→ **WHAT THE TASK REQUIRES**
Pick out every line of the items below that contains the word "dinghy", matching case exactly.

* BEGIN *

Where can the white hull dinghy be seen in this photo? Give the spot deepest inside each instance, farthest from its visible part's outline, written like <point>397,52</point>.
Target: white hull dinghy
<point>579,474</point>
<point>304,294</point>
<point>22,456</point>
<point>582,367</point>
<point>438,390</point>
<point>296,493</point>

* END *

→ **RESULT OF THE EXERCISE**
Where can the white hull dinghy be seen in this photo? Give the spot deepest inside each instance, farthest from its visible part's outline, written like <point>397,52</point>.
Target: white hull dinghy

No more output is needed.